[TASK REQUIREMENTS]:
Copy all of the lines below word for word, leaving out the pictures.

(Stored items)
* START *
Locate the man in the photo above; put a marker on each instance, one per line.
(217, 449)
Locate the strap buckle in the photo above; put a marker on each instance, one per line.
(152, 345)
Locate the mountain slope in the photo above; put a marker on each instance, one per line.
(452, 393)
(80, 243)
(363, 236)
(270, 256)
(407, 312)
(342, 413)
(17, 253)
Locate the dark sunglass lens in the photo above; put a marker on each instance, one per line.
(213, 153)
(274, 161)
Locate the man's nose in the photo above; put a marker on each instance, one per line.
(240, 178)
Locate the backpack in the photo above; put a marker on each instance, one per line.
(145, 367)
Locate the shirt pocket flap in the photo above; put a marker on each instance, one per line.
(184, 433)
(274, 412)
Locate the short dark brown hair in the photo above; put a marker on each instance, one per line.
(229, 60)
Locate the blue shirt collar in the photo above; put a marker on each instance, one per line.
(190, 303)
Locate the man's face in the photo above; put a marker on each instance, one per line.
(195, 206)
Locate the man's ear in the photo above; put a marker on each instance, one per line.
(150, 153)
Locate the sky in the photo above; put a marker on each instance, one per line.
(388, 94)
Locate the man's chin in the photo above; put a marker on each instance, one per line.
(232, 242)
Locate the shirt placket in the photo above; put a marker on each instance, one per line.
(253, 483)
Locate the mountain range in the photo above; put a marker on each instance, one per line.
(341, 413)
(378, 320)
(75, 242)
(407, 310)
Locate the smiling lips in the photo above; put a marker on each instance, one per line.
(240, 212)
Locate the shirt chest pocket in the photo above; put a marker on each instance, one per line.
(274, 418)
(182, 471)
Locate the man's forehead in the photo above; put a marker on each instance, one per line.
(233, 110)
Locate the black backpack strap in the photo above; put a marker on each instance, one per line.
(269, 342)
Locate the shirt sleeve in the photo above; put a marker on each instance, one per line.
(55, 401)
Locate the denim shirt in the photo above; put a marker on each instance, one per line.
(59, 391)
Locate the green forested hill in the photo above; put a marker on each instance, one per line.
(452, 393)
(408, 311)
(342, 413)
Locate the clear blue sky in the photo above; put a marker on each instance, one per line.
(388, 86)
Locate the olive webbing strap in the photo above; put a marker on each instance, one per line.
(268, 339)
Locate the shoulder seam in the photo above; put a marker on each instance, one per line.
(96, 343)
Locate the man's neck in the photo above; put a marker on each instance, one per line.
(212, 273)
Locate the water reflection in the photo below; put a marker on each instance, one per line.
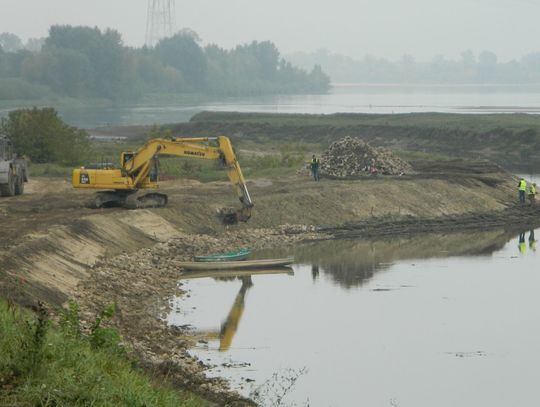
(353, 263)
(230, 324)
(444, 311)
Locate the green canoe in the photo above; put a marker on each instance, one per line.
(241, 254)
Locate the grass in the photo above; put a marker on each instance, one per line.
(48, 364)
(409, 155)
(480, 122)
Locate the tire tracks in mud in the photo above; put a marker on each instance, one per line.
(516, 218)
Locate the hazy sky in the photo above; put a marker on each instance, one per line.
(387, 28)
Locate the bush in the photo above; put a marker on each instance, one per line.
(43, 137)
(46, 364)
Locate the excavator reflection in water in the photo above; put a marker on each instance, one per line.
(230, 325)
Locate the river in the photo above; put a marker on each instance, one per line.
(352, 98)
(433, 320)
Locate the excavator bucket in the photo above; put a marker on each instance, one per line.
(231, 216)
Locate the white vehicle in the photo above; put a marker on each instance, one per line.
(13, 171)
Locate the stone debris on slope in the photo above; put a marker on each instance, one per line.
(352, 157)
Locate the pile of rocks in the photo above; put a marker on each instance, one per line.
(352, 157)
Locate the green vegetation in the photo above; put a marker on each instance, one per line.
(43, 363)
(86, 63)
(43, 137)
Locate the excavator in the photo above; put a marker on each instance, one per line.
(139, 171)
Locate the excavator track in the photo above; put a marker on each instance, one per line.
(128, 200)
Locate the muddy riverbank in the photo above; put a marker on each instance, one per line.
(58, 250)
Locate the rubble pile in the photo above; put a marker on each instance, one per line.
(352, 157)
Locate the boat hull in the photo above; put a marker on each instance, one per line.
(236, 265)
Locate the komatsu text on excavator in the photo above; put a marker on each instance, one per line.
(139, 170)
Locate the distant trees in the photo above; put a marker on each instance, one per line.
(85, 62)
(43, 137)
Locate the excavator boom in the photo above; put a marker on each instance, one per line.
(138, 170)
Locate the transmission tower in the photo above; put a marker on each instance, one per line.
(160, 22)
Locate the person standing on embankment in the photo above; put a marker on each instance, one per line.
(532, 194)
(522, 187)
(315, 167)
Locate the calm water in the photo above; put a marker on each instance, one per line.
(428, 321)
(342, 98)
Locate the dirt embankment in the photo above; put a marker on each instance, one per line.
(53, 248)
(512, 141)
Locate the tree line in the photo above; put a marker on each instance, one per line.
(469, 68)
(85, 62)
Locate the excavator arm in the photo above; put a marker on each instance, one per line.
(136, 170)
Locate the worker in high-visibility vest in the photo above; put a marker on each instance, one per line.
(532, 194)
(522, 187)
(522, 246)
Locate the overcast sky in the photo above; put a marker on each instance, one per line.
(386, 28)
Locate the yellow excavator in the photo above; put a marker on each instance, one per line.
(139, 170)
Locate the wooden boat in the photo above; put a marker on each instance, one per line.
(237, 265)
(192, 274)
(238, 255)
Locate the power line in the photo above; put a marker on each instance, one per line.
(160, 22)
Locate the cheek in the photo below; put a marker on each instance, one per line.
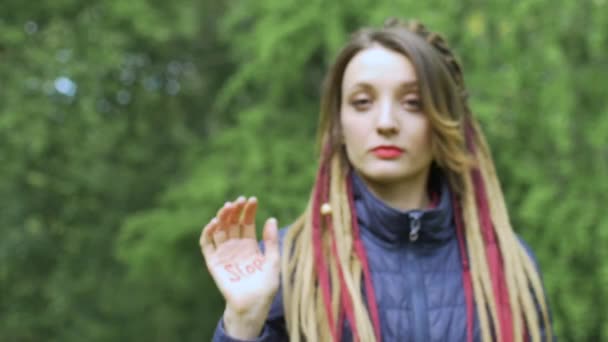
(422, 134)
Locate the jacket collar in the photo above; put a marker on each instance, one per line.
(397, 227)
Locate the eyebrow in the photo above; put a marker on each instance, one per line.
(411, 85)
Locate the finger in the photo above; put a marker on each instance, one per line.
(249, 212)
(271, 241)
(219, 233)
(206, 239)
(234, 227)
(219, 236)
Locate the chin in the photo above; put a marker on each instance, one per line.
(384, 176)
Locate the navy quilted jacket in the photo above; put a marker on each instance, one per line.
(416, 270)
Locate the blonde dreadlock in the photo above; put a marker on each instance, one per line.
(323, 247)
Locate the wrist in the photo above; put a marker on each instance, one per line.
(245, 325)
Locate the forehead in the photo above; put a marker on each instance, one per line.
(379, 66)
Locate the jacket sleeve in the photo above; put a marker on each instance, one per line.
(543, 328)
(274, 328)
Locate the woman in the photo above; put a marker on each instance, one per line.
(406, 236)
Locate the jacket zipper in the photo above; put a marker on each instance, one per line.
(420, 318)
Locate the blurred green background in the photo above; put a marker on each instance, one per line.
(124, 125)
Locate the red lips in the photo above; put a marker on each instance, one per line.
(387, 152)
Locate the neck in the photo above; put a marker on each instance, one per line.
(404, 194)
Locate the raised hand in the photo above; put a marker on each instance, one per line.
(247, 278)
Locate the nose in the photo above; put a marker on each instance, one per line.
(386, 123)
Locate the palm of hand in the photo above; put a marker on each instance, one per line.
(244, 275)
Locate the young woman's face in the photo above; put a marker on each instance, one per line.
(387, 136)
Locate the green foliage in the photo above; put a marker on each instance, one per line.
(124, 126)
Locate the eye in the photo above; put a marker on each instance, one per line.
(412, 103)
(361, 103)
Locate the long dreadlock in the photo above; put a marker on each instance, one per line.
(327, 263)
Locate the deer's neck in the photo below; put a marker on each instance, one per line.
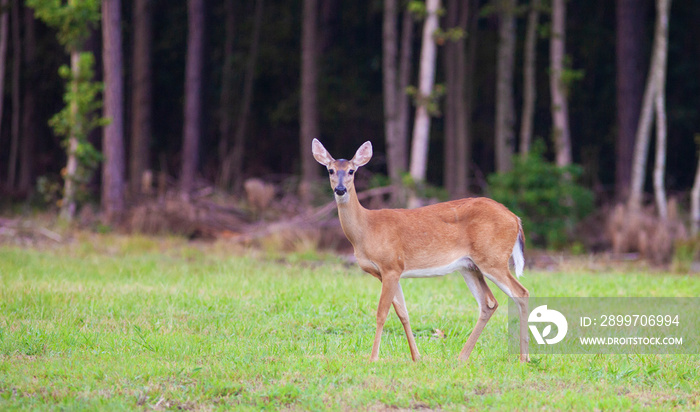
(352, 217)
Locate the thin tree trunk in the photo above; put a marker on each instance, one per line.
* END *
[WRITTEN SOLUTION]:
Locate the man in the photo above; put a marker on each instance, one per line.
(217, 449)
Locate the strap buckle in the photo above; put a marker on each instance, one per line.
(152, 345)
Locate the mountain slope in the photo above; put a marker on each instance, one per line.
(452, 393)
(80, 243)
(363, 236)
(270, 256)
(407, 312)
(342, 413)
(17, 253)
Locate the dark sunglass lens in the photo above; put a marker on each instance, one per line.
(213, 153)
(274, 161)
Locate the man's nose in the photo above; put a marker on each instance, one per line.
(240, 178)
Locate the backpack in the photo above; put a marker on each instance, one per line.
(145, 367)
Locate the shirt pocket flap in the photo above; put a marker on each instance, one per line.
(184, 433)
(274, 412)
Locate the short dark brown hair in the photo above; put a marker on each instance, one per line.
(229, 60)
Locate the blue shirt collar in the photo above; put a marker on each instance, one per line.
(190, 303)
Locate the man's face in the photo above; put a marker on each instance, one per line.
(195, 206)
Locate the man's ear in the photo above; put a marker on each instance, one per line.
(150, 153)
Locate the sky in the photo above; put a marker on each instance, one per line.
(388, 94)
Locate the man's chin in the photo above; put a marker on each instance, one per line.
(232, 242)
Locate the shirt placket in the photo above; put a marker on each instance, one per line.
(253, 483)
Locate the mountain range in the photo above; put a marker on each instance, one per line.
(341, 413)
(378, 320)
(75, 242)
(407, 310)
Locate the smiling lips in the photo above; put a marker on each instance, one per line.
(240, 212)
Locate the shirt chest pocket in the photo above; put a marker on each instance, one per line.
(274, 418)
(182, 471)
Locate the man's forehead in the photo above; put a marker on each instance, one per line.
(233, 110)
Locate the black backpack strap in the photo above; put a marker on each instance, one per line.
(269, 342)
Locate the shirt sleeve in the photo above; put a marker on each instance, one per line.
(55, 401)
Locate the denim shirt in the photo above; put a marker on each instance, one per line.
(59, 391)
Locate the green forested hill in the photo above; put a marker on each instance, one per line.
(452, 393)
(408, 311)
(342, 413)
Locate the clear blue sky in the photo above; put a marker on each instance, one per line.
(388, 86)
Locate the olive webbing strap in the photo above; put a marker on each instance, one per line.
(268, 339)
Locate the shoulder seam in the photo above; put a marker on each instance, one per line.
(96, 343)
Locate the man's neck in the photo above; put a marker on each instance, one per line.
(212, 273)
Locate the water reflection in the photo below; put a marker on each instance, one per line.
(353, 263)
(230, 324)
(444, 311)
Locate the green canoe in the photo above; put a marker on each instance, one per line.
(241, 254)
Locate the grass in the photo above; put a marker on each instance, one per line.
(48, 364)
(409, 155)
(480, 122)
Locate the tire tracks in mud in the photo above; put a marker on each instance, one per line.
(516, 218)
Locate the hazy sky in the photo above; put a marker on each instance, one per line.
(387, 28)
Locate the bush in the photo above; put a marker on each instance, one per line.
(43, 137)
(46, 364)
Locate the excavator reflection in water in the photo above; put a marker on each instance, one per line.
(230, 325)
Locate the river in the photo above; put a marker on each instance, one per line.
(352, 98)
(433, 320)
Locate the excavator bucket in the photo above; put a marker on each instance, one per line.
(231, 216)
Locate the white vehicle in the photo above; put a marker on each instance, one per line.
(13, 171)
Locate the stone debris on slope in the photo above; put a marker on each instance, one per line.
(352, 157)
Locate the pile of rocks in the photo above; put a marker on each instance, one per line.
(352, 157)
Locate the green vegetation in the photo above; put a marker on each instance, one per line.
(43, 363)
(86, 63)
(43, 137)
Locate the excavator in the photo above; put a marker on each instance, one per line.
(139, 171)
Locate the excavator track in the photo above; put a marker on each instance, one per line.
(128, 200)
Locate the muddy riverbank in the photo above; put a marker on each instance, one per line.
(58, 250)
Locate the rubble pile in the photo above; put a marker on each instance, one per line.
(352, 157)
Locate the boat hull in the photo above; put a marker on each instance, one per line.
(236, 265)
Locate the komatsu text on excavator in the photo above; put a marker on each instance, one per line.
(139, 170)
Locate the distant trees in the photo above; put a marker on each instance, one per line.
(85, 62)
(43, 137)
Locate the excavator boom in the photo above; put a marker on each instance, one per line.
(138, 170)
Locate the transmission tower in the photo above; put a marker on each instance, one per line.
(160, 22)
Locate the person standing on embankment in the photo above; put a marker on each instance, one per line.
(532, 194)
(522, 187)
(315, 167)
Locate the calm water in the photo above; put a marker on each instance, one per line.
(428, 321)
(342, 98)
Locate the dirt embankment in the photo above; put a marker on each instance, one per line.
(53, 248)
(512, 141)
Locate the tree line in the photo above; put a marker on each instance, one per line.
(469, 68)
(85, 62)
Locate the excavator arm in the photo above; put a marker on each instance, one per line.
(136, 170)
Locate the worker in high-visibility vest in the photo above; put a marker on each instance, one per line.
(532, 194)
(522, 187)
(522, 246)
Locate the overcast sky in the photo above; put a marker on each instance, one per line.
(386, 28)
Locate the yellow excavator in the photo above; put a marker on each instance, one per line.
(139, 170)
Locate the wooden boat in the photo above; put a marker on each instance, one per line.
(237, 265)
(192, 274)
(238, 255)
Locate the power line in the photo above; put a marker on each instance, one per line.
(160, 22)
Locate the cheek in the photo below; put a marker on each instance, one per line.
(422, 134)
Locate the jacket collar in the photo above; put a marker on each instance, one per line.
(397, 227)
Locate the eyebrow in the photo above; put a marker on each instance, one per line.
(411, 85)
Locate the finger in the photo above; put a marker on each instance, one per line.
(249, 212)
(271, 241)
(219, 233)
(206, 239)
(234, 227)
(219, 236)
Locate the chin in the photo above; put a marker on each instance, one per line.
(384, 176)
Locate the navy quilted jacket in the photo above; put a marker on each instance, one per line.
(416, 270)
Locate the blonde dreadlock in the photo above; put a marker on each instance, one per line.
(323, 247)
Locate the wrist in the photo above; put a marker on each instance, one per line.
(245, 325)
Locate the forehead in the photo above; put a marker on each instance, one per line.
(379, 66)
Locate the jacket sleeve in the photo above; put a marker on each instance, one per line.
(543, 328)
(274, 328)
Locate the woman in the photo above; put a marker on each instance, one per line.
(406, 236)
Locate the jacket zipper in the photo above; put a marker on each instance, one per line.
(420, 318)
Locate the blurred green background in the photo above; put a marker on each instance, one per line.
(124, 125)
Locate the red lips in the photo above; put a marker on each instance, one per line.
(387, 152)
Locate the neck in the photo above; put a marker on each instance, one per line.
(404, 194)
Locate the raised hand in the photo above; put a marker on each instance, one per line.
(247, 278)
Locate the nose in the photo above; put a marker on each instance, one per line.
(386, 123)
Locate the palm of hand in the photo above; put a marker on each instance, one per line.
(244, 275)
Locate the young woman's face in the photo above; put a marker on each instance, one per line.
(387, 136)
Locate the green foliage in the photo above; put a marker on each instance, one per line.
(124, 126)
Locate the eye in the photo above; put a marker on each instance, one per line.
(412, 103)
(361, 103)
Locate the long dreadlock in the photo above; put a marker on each instance, one per line.
(327, 263)
Locate the deer's neck in the photo below; put a marker on each instance, one per line.
(352, 217)
Locate the thin tree trunk in the photo above; put a marker on each instance, one per line.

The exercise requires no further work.